• Extrait de page:
Depuis plusieurs années, Maud Argaïbi photographie mets et « merveilles ». Cette ancienne Chef cuisinière a déjà signé plusieurs livres. Entre tendances et mouvances, elle nous révèle les secrets d’un shooting photo culinaire.
Vous êtes passée de la cuisine à la photographie culinaire ? Ce sont deux formes d’art très différentes…
Ce n’est pas si différent, en réalité. Les grands chefs font leurs propres livres, les cuisiniers aiment les recettes culinaires. J’ai travaillé dans de grands restaurants, il y a toujours de beaux magazines à disposition pour voir ce qui se fait ailleurs. Les dressages et recettes sont des sources d’inspiration. En lisant ces magazines, je me disais : « Si j’arrête la cuisine, je deviens photographe culinaire ».
Comment se déroule un shooting photo culinaire ? Est-ce que vous cuisinez et mangez ce que vous photographiez ?

• Lignes de données:
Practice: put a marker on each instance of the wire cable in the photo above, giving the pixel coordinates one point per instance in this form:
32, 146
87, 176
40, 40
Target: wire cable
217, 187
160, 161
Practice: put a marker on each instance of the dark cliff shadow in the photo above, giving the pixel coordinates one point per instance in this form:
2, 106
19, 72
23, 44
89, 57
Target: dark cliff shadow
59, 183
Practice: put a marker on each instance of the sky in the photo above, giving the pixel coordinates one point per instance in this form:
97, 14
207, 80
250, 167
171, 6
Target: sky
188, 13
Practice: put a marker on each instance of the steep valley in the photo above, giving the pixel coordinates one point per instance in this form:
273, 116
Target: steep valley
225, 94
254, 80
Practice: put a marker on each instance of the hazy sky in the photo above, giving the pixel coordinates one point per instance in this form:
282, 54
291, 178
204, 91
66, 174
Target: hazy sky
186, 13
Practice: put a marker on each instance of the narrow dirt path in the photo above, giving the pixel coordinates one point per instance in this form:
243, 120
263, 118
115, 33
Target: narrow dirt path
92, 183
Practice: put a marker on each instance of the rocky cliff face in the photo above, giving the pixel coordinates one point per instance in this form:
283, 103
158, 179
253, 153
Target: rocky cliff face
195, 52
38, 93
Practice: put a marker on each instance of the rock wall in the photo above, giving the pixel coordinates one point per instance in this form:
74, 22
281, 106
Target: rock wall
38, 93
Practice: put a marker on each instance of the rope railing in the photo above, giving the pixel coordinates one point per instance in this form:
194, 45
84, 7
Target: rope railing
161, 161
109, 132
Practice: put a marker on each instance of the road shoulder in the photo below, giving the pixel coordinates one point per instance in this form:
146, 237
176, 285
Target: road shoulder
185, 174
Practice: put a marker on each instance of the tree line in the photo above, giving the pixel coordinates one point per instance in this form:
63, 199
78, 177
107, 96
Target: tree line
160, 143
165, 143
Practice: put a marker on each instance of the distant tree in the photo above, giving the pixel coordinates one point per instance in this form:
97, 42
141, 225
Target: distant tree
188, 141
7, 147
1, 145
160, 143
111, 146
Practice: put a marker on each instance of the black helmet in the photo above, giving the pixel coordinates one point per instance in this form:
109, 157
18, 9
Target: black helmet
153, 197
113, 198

==

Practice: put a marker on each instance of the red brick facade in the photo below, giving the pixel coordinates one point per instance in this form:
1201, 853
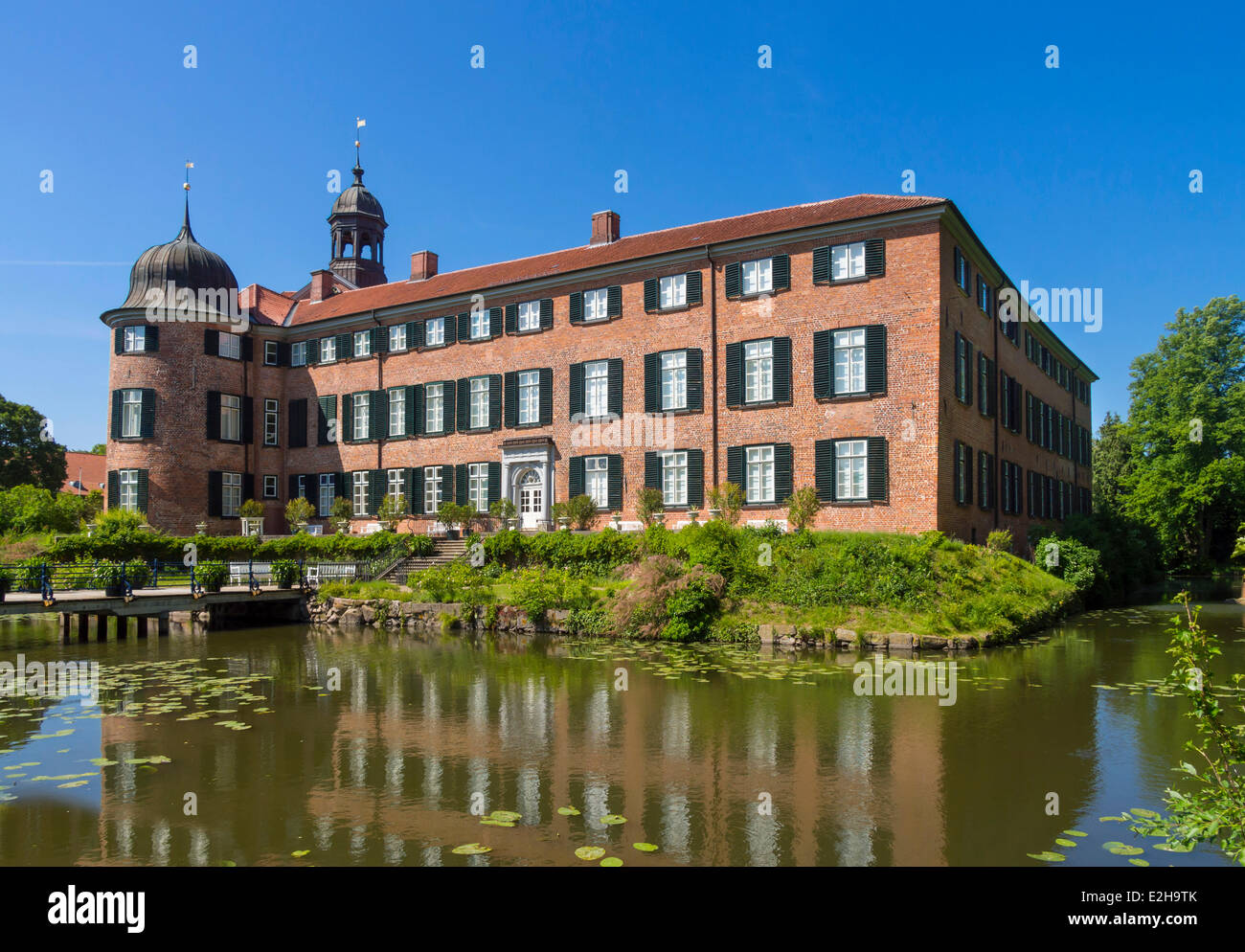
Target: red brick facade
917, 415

==

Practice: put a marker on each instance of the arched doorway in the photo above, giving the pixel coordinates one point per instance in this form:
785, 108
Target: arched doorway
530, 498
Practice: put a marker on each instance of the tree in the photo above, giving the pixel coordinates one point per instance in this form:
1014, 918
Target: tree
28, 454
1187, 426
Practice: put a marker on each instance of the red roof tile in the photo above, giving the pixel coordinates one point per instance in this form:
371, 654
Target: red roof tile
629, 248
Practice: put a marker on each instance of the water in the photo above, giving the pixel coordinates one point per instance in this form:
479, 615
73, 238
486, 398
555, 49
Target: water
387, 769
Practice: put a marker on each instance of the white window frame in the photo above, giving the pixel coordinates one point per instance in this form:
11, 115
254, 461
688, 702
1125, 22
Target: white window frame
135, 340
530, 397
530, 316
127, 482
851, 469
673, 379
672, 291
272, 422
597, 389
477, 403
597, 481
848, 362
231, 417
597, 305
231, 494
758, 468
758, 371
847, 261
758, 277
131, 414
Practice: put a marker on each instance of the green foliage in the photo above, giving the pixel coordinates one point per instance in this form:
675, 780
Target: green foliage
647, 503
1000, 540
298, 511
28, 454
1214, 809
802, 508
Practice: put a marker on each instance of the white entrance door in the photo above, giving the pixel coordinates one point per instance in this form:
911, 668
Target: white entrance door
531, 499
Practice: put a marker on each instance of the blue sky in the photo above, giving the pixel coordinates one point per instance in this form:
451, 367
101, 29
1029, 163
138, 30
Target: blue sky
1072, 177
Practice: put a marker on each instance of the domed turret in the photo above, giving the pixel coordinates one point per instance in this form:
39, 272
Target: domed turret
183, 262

• Consigne écrite A: Résumez en deux phrases l'entretien avec Maud Argaïbi.
• Consigne écrite B:
Répondez à ces questions sur l'entretien avec Maud Argaïbi :
(i) Quel métier Maud Argaïbi exerçait-elle autrefois ?
(ii) Selon elle, qu'y a-t-il toujours à disposition dans les grands restaurants ?
(iii) Qu'est-ce qui constitue, d'après elle, des sources d'inspiration ?
• Consigne écrite C: Donnez la suite de l'entretien avec Maud Argaïbi, à partir de sa dernière phrase.
Le matériau qui précède est distinct de l'entretien avec Maud Argaïbi.

• Réponse écrite A: Ancienne Chef cuisinière qui a déjà signé plusieurs livres, Maud Argaïbi photographie mets et « merveilles » depuis plusieurs années. Pour elle, cuisine et photographie culinaire ne sont pas si différentes : les beaux magazines toujours à disposition dans les grands restaurants où elle a travaillé l'inspiraient, au point qu'elle se disait qu'elle deviendrait photographe culinaire si elle arrêtait la cuisine.

• Réponse écrite B:
(i) Elle était Chef cuisinière.
(ii) De beaux magazines, pour voir ce qui se fait ailleurs.
(iii) Les dressages et les recettes.

• Réponse écrite C:
(Rires) Ni l’un ni l’autre … ou presque. La styliste culinaire apporte la vaisselle, les ingrédients. Elle cuisine et s’occupe de la mise en place. Il m’arrive d’apporter ma propre vaisselle, si le client a une demande spécifique. Parfois, nous sommes trois sur le shooting: l’auteur des recettes, le ou la styliste culinaire et moi-même. (…) Et non, nous ne mangeons pas ce que nous photographions. C’est un peu comme si vous mangiez vos outils de travail, mais il nous arrive exceptionnellement de ponctuer la fin d’un shooting par un repas.
Est-ce que les plats doivent être bons et vraiment cuisinés pour que les photos soient réussies ?
Dans mes photos, tout est vrai. C’est le cas chez la plupart des photographes culinaires, la fausse nourriture est une légende urbaine. Même pour les publicités McDonald’s ! Les burgers sont totalement stylisés, travaillés. Le résultat s’en ressent lorsque tout est véritablement cuisiné.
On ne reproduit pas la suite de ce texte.